§ **Aim of the exercise**
Reproduce the rows starting at the line that contains "Definition first: for each instance of the rolled" and ending after the line that contains "[[165, 131], [201, 368], [116, 205]]", including the requests. Multiply each coordinate in the answers by 0.35 and round to the nearest whole number, with halves rounded up. Leave the requests and their format samples unchanged.

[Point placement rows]
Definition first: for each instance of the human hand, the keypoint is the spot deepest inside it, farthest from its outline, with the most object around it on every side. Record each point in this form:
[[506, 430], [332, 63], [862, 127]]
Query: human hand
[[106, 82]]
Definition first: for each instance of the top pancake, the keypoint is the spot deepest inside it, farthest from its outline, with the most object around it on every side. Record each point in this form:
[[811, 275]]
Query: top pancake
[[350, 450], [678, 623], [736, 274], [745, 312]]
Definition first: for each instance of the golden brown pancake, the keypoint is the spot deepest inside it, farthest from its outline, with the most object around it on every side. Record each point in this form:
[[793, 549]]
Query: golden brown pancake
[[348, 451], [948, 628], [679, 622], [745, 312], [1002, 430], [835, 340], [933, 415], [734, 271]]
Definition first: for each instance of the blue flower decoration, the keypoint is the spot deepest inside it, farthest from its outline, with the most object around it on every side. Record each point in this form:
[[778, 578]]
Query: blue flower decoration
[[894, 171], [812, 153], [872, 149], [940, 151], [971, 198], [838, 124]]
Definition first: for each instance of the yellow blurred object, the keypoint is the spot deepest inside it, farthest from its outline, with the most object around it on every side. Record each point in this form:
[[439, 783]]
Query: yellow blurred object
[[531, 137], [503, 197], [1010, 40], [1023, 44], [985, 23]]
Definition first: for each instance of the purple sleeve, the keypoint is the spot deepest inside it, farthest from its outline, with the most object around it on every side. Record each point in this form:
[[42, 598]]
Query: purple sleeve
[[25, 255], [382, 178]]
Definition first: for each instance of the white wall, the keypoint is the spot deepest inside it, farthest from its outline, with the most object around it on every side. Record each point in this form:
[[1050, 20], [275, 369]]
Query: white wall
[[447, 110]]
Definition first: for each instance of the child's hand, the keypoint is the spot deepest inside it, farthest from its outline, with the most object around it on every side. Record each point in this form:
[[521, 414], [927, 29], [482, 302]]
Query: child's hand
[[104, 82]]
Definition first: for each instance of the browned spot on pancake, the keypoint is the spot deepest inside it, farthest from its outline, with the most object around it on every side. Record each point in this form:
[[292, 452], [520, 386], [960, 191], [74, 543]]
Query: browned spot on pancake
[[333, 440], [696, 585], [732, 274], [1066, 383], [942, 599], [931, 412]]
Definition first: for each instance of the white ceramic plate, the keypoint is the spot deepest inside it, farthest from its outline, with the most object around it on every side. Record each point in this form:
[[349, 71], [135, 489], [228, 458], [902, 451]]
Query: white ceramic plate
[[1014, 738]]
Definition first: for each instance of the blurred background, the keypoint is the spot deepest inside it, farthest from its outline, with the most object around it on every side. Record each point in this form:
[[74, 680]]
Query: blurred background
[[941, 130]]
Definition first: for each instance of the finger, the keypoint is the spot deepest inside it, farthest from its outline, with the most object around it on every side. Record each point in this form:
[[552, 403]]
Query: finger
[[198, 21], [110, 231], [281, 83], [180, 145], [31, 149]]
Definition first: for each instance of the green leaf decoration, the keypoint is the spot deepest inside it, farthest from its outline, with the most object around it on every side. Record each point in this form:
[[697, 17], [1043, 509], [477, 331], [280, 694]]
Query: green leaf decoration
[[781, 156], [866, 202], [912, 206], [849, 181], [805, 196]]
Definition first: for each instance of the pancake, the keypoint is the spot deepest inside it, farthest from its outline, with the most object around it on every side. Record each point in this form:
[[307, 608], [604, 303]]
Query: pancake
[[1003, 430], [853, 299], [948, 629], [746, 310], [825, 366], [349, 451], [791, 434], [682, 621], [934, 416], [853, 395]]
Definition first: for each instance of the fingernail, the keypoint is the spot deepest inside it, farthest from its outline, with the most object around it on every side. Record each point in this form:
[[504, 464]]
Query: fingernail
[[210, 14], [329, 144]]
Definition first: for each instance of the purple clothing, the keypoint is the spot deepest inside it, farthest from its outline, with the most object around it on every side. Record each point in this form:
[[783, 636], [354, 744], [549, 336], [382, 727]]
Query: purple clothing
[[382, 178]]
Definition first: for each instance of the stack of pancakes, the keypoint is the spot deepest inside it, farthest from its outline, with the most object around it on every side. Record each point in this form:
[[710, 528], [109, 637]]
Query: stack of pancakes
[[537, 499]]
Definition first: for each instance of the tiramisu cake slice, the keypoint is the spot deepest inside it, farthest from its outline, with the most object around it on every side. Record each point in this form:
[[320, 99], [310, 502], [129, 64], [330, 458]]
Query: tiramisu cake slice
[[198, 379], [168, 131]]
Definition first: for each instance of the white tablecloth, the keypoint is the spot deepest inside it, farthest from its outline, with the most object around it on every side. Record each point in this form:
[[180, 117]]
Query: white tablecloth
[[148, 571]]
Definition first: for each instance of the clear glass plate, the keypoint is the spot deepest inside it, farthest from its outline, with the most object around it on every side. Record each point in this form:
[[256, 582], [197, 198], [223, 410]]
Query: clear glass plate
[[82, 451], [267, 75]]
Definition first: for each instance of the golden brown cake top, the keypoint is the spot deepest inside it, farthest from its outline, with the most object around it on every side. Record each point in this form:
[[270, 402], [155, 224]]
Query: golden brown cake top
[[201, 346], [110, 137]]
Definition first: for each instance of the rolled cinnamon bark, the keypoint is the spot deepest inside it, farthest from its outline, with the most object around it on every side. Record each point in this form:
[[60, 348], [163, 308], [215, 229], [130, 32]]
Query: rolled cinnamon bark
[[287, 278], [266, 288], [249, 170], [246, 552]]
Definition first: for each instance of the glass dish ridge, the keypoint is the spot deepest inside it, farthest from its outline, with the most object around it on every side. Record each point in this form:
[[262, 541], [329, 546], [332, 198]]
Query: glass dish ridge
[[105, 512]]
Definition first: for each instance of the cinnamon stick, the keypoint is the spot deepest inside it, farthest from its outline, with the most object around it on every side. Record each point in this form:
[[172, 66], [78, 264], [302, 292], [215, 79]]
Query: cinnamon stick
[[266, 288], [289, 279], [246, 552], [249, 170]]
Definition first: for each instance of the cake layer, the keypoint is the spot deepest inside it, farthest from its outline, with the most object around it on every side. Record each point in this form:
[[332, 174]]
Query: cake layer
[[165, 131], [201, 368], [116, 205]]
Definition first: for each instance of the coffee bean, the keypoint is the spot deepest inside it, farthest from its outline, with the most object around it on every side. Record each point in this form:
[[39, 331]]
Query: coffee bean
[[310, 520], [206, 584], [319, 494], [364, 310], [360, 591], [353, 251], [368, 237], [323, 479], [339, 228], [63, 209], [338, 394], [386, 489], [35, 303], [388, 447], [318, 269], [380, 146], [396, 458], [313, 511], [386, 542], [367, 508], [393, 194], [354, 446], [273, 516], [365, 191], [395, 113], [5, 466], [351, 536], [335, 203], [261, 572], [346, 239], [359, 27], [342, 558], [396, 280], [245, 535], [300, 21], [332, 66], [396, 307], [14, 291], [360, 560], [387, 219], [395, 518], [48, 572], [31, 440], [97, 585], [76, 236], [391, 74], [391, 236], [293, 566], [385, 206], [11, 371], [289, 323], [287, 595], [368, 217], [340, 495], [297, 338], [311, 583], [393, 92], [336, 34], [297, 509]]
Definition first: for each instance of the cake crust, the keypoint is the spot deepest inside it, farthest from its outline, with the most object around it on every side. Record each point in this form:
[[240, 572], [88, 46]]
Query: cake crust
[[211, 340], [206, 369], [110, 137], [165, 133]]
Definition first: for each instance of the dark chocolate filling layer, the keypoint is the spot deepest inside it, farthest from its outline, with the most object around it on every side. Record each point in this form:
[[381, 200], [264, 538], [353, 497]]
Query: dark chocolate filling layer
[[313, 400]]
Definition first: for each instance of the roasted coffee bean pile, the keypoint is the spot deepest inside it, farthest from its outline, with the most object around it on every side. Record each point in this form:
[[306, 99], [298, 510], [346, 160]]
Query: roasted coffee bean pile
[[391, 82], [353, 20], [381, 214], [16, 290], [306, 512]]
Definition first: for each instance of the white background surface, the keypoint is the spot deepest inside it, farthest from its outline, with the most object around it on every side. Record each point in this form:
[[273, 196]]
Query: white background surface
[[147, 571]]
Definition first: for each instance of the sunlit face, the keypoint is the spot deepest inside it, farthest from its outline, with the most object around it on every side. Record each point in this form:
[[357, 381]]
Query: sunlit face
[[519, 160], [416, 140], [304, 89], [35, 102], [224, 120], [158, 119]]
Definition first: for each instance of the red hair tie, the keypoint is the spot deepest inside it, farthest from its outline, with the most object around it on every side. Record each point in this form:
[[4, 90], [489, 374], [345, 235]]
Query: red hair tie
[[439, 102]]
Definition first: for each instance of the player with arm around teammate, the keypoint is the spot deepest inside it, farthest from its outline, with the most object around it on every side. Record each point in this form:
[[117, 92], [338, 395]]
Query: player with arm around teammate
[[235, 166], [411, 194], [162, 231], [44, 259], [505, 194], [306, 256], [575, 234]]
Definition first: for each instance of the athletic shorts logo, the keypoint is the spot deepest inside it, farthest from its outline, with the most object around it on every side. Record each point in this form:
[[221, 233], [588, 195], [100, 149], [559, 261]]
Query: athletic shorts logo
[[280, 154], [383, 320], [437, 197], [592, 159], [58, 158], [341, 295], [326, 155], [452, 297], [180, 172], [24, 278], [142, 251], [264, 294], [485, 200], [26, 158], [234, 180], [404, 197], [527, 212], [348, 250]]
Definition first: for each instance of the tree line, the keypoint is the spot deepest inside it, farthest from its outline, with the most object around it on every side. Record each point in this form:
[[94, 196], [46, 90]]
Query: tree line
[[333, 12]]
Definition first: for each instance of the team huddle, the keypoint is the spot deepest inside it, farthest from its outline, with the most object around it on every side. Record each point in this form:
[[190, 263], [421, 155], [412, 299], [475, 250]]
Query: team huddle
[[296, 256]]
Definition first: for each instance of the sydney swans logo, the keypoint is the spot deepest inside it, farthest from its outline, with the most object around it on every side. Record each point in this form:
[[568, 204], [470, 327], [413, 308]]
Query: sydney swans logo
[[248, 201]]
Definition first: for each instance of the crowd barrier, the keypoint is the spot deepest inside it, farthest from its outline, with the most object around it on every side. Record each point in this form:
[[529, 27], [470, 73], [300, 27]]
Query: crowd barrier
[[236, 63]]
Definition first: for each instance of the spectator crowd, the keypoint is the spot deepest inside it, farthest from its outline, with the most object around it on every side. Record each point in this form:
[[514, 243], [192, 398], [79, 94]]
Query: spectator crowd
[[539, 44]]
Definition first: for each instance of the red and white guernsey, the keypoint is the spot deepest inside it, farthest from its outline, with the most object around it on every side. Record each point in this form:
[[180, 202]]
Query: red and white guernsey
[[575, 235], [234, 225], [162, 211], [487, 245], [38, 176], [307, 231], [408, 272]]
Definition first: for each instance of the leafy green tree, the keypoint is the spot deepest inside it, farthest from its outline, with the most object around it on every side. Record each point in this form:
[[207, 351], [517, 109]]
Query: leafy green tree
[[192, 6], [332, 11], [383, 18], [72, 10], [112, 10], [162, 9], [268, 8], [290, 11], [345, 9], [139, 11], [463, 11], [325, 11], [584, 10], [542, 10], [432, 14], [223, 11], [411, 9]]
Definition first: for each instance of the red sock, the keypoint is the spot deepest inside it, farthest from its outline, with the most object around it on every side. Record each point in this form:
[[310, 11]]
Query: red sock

§ **Exercise response**
Definition first: for each instance of the rolled cinnamon bark, the keypoint is the spot deepest inside it, farthest from its outline, with the most object around it on every side. Record each point in this form:
[[60, 348], [163, 308], [215, 229], [130, 32]]
Query: rolled cinnamon bark
[[100, 97], [93, 101], [87, 60], [86, 193]]
Definition first: for each instance of the glass dish ridge, the keypoint is the spot deepest inside it, farthest from its outline, with the most object around it on every side. Record each point in this form:
[[262, 541], [329, 546], [332, 198]]
Query: glass dish ridge
[[37, 179]]
Definition first: for each instance of the cinnamon stick, the keypoint is the spot deepest inside it, farthest from its outline, with the most object around it on every side. Record each point in this form:
[[172, 66], [78, 264], [302, 292], [215, 79]]
Query: cinnamon stick
[[93, 101], [101, 98], [86, 193], [87, 60]]
Definition first: for each instance of the cake layer, the keypoint is the spot deepest inside it, farthest from its outline, with the most object around it on every side. Record each point in this form:
[[332, 174]]
Query: cake layer
[[58, 46], [70, 129], [41, 72]]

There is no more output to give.